◆ Written exercise ◆
Output all the data exactly. Pictures do not belong in the copy.

-- begin Raw records --

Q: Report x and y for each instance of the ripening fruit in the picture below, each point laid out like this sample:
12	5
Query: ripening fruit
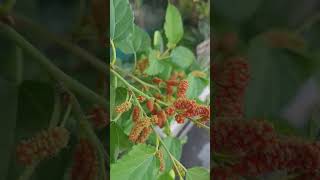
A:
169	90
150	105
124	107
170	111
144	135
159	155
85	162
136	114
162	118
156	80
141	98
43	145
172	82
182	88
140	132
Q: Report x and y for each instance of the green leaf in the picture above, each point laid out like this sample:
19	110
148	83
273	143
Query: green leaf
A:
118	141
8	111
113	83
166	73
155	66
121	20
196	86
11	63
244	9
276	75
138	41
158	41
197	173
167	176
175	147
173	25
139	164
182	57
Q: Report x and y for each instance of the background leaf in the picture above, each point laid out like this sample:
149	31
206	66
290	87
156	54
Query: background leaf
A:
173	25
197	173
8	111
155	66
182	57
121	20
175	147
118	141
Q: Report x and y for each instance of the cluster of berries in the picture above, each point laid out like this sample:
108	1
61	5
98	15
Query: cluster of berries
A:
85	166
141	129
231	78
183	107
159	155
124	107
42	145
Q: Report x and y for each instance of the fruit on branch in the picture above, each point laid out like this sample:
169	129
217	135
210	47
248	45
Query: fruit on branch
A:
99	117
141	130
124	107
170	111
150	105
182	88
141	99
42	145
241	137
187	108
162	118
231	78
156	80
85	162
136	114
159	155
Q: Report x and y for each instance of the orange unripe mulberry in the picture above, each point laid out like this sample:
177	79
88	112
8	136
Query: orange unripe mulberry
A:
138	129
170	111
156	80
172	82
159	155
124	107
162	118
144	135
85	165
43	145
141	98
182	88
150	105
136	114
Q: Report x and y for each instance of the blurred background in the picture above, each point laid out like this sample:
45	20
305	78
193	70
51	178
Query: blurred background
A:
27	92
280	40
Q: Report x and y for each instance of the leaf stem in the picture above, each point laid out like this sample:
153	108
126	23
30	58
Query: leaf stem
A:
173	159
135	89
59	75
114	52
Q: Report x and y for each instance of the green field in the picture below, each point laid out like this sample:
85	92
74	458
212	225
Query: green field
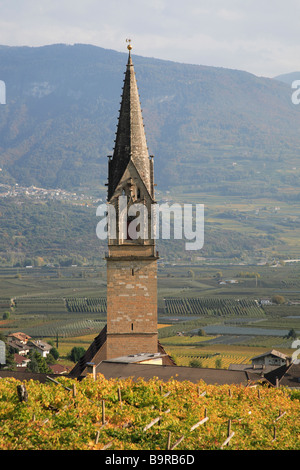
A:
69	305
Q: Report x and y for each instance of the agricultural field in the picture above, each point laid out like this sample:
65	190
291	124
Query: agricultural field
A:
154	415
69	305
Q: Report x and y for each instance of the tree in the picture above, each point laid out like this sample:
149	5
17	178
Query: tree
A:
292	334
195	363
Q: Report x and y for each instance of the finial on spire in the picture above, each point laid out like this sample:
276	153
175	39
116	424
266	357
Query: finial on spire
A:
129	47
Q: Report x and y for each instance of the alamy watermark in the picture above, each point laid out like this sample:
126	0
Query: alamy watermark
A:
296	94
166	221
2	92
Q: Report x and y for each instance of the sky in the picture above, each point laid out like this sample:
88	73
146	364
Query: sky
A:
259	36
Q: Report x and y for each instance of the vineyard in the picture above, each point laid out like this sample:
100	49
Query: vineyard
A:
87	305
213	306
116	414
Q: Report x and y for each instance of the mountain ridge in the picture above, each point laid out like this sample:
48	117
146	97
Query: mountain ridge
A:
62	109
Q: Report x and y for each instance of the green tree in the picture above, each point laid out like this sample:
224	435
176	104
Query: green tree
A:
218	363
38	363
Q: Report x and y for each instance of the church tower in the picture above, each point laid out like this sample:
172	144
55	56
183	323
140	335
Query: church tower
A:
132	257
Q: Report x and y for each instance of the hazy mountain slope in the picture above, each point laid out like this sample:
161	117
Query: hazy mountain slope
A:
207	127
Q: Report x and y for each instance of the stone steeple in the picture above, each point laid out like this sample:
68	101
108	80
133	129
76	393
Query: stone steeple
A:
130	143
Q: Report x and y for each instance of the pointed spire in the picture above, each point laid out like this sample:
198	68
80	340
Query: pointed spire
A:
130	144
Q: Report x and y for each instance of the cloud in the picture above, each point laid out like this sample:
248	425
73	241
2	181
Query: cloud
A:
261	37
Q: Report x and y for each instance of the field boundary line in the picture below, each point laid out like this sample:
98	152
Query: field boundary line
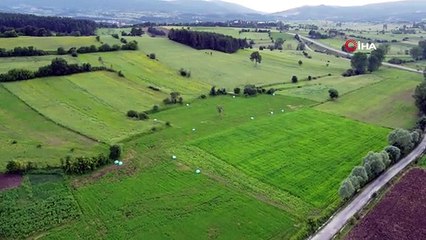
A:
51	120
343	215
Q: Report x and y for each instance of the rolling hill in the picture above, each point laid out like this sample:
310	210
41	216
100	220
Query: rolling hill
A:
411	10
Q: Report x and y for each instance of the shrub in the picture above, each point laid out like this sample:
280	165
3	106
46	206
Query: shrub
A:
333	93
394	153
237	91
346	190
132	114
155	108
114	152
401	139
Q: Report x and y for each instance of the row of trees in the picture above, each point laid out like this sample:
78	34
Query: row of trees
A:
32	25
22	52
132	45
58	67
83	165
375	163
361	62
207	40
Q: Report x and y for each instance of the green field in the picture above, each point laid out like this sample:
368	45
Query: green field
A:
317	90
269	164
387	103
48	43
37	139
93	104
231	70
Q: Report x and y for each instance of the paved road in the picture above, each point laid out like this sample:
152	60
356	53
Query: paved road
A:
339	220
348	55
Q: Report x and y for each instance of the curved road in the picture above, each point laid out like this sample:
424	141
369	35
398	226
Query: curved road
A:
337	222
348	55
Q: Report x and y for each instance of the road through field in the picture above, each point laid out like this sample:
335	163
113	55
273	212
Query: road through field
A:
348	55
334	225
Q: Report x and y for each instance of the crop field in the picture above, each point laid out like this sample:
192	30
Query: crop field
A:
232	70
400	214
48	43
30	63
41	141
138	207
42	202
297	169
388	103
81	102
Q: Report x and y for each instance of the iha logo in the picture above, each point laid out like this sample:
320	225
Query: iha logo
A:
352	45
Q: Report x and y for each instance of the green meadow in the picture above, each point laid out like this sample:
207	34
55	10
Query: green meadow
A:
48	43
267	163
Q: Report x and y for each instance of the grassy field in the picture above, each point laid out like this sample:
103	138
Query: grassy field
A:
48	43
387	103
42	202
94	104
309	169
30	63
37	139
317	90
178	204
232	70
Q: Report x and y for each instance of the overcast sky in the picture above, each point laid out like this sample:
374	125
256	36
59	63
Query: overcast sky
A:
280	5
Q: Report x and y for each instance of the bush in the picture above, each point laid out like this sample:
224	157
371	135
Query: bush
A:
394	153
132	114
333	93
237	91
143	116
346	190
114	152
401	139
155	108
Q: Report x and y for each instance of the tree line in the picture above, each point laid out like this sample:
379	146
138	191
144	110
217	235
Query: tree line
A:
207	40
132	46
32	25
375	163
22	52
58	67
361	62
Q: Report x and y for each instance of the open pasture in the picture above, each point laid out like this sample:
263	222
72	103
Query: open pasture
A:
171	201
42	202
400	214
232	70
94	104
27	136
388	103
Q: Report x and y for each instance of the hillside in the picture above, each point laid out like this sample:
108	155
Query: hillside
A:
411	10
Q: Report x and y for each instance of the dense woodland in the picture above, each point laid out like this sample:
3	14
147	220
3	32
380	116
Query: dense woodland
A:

-- end Raw records --

◆ The output ◆
Q: Report x and y for each instance of the ripening fruit in the picture below, each point laid out like this sample:
12	5
Query: ripening fruit
A:
169	90
150	105
124	107
170	111
144	135
159	155
85	162
136	114
162	118
156	80
141	98
43	145
172	82
182	88
140	132
Q: Report x and y for each instance of the green leaf in the picture above, each point laid out like this sample:
19	110
148	83
273	143
Query: green leaf
A:
118	141
8	111
113	83
166	73
155	66
121	20
196	86
11	63
244	9
276	75
138	41
158	41
197	173
167	176
175	147
173	25
139	164
182	57
Q: Report x and y for each instance of the background leaf in the picture above, each point laid out like this sample:
149	31
206	66
290	87
156	54
Query: background leaf
A:
173	25
197	173
8	111
155	66
182	57
121	20
175	147
118	141
Q: Report x and y for each instance of the cluster of berries in the picture above, each point laid out like this sample:
108	1
61	5
98	15
Query: cluster of berries
A:
85	166
141	129
231	78
183	107
159	155
124	107
42	145
Q: Report x and y for each instance of the fruit on branch in the picture above, each point laid out like this sample:
169	129
217	135
210	47
248	45
Query: fruit on branch
A:
99	117
141	130
124	107
170	111
150	105
182	88
141	99
42	145
241	137
187	108
162	118
231	78
156	80
85	162
136	114
159	155
Q: Report x and y for each instance of the orange unripe mulberry in the picture above, each point laid out like this sample:
177	79
88	112
8	136
Query: orange unripe mulberry
A:
138	129
170	111
156	80
172	82
159	155
124	107
162	118
144	135
85	165
43	145
141	98
182	88
150	105
136	114
Q: Report x and y for each instance of the blurred background in the picture above, each point laid out like this sample:
45	20
305	78
193	70
51	178
Query: blurred background
A:
27	92
280	40
Q: Report x and y for each instance of the leaf stem in the picture above, each point laid out like this sample:
153	108
126	23
30	58
Query: leaf stem
A:
173	159
135	89
59	75
114	52
Q: Report x and y for each instance of the green field in the picture below, each point laid out like this sample:
85	92
74	458
212	225
Query: green field
A:
69	305
Q: Report x and y for each instance of the agricultural field in the picture above, each point laid out like this sample:
65	190
291	124
Query: agricultural field
A:
154	415
69	305
Q: Report x and y for each instance of the tree in the picture above, each point laid out like this sample:
149	5
17	178
Query: tree
A:
292	334
195	363
Q: Report x and y for each instance of the finial on spire in the picture above, each point laid out like this sample:
276	153
175	39
116	424
266	357
Query: finial on spire
A:
129	47
Q: Report x and y for each instance of the alamy watermark in the picture above, each point laid out like this sample:
126	0
Query: alamy watermark
A:
296	94
166	221
2	92
Q: Report x and y for each instance of the sky in the picture above, each point laid out like this sample:
88	73
146	364
Query: sky
A:
259	36
Q: Report x and y for each instance of the vineyard in the picture above, each point laid out like this sample:
100	49
Query: vineyard
A:
87	305
213	306
116	414
Q: Report x and y for each instance of the mountain ridge in the picture above, each point laid out like this sample:
48	117
146	97
Query: mountain ridge
A:
62	109
Q: Report x and y for each instance of the green tree in the picture above, each point laid out like this sample:
224	435
176	104
Query: green tree
A:
218	363
38	363
Q: Report x and y for each instance of the church tower in the picture above, each point laid out like this sample:
172	144
55	56
183	323
140	335
Query: church tower
A:
132	257
Q: Report x and y for each instance of the hazy mountain slope in the picture above, each point laid out like this sample:
161	117
Query: hazy mountain slope
A:
207	127
Q: Report x and y for each instance of the stone steeple in the picture above, each point laid out like this sample:
68	101
108	80
133	129
76	393
Query: stone steeple
A:
130	143
Q: Report x and y for each instance of the pointed spire in the picture above, each point laid out like this sample:
198	68
80	340
Query: pointed spire
A:
130	144
Q: Report x and y for each instance of the cloud in the picture above, each point laid out like this sample:
248	425
73	241
2	181
Query: cloud
A:
261	37
Q: Report x and y for each instance of the field boundary line in the picture below, each point laid out like this sample:
98	152
Query: field boundary line
A:
51	120
343	215
Q: Report x and y for each instance of the rolling hill in the picture above, each point laid out like this sample:
310	210
41	216
100	220
Query: rolling hill
A:
411	10
Q: Report x and y for each instance of the shrub in the picture above, each point laid out like this sample:
280	165
3	106
46	206
Query: shrub
A:
333	93
394	153
237	91
346	190
132	114
155	108
114	152
401	139
Q: Report x and y for each instance of the row of trees in the picture above, each point laid out like this sample:
78	34
Query: row of trees
A:
32	25
22	52
132	45
58	67
83	165
375	163
361	62
207	40
Q: Report x and y for each instance of the green field in the picture above, each point laid out like this sample:
368	45
Query: green field
A:
317	90
269	164
387	103
48	43
37	139
93	104
231	70
Q: Report x and y for each instance of the paved road in the picture above, each point laid out like this sample:
152	60
356	53
Query: paved road
A:
339	220
348	55
Q: Report x and y for each instance of the curved road in the picture above, each point laid out like this sample:
424	141
369	35
398	226
Query: curved road
A:
337	222
348	55
Q: Report x and y for each instance of the road through field in the picture above, each point laid out like this sample:
335	163
113	55
273	212
Query: road through field
A:
348	55
334	225
Q: Report x and y for each instance of the crop field in the picture above, each point laid out like this sample:
192	30
Query: crop field
A:
232	70
400	214
48	43
30	63
41	141
138	207
42	202
297	169
388	103
81	102
Q: Report x and y for each instance of the iha logo in the picture above, each point laid out like this sample:
320	225
Query: iha logo
A:
352	45
Q: Report x and y for each instance of the green meadow in the picture above, each point laid out like this sample:
207	34
55	10
Query: green meadow
A:
48	43
267	163
Q: Report x and y for each instance of the grassy field in the picture above, each point laid out like this sample:
103	138
Query: grassy field
A:
48	43
387	103
42	202
94	104
309	169
30	63
37	139
317	90
178	204
232	70
Q: Report x and y for each instance of the overcast sky in the picture above, each point laid out like this sample:
374	125
256	36
59	63
Query: overcast sky
A:
280	5
Q: Report x and y for each instance of the bush in the picture above, each point laid out like this sample:
224	157
371	135
Query: bush
A:
394	153
132	114
333	93
237	91
143	116
346	190
114	152
401	139
155	108
Q: Report x and y for each instance of the tree line in the picture above, each point laid out like this sample:
379	146
138	191
144	110
217	235
Query: tree line
A:
207	40
132	46
32	25
375	163
22	52
58	67
361	62
Q: Report x and y for each instance of the open pasture in the picture above, each point laid out like this sample:
263	222
72	103
Query: open pasture
A:
171	201
42	202
400	214
232	70
94	104
27	136
388	103
Q: Report x and y for each instance of the hillside in the picture above, each point laid out like this sample:
108	155
Query: hillside
A:
411	10
Q: Report x and y for each instance of the dense woodland in the picture above, each point laid out like this sample:
3	14
147	220
3	32
380	116
Query: dense woodland
A:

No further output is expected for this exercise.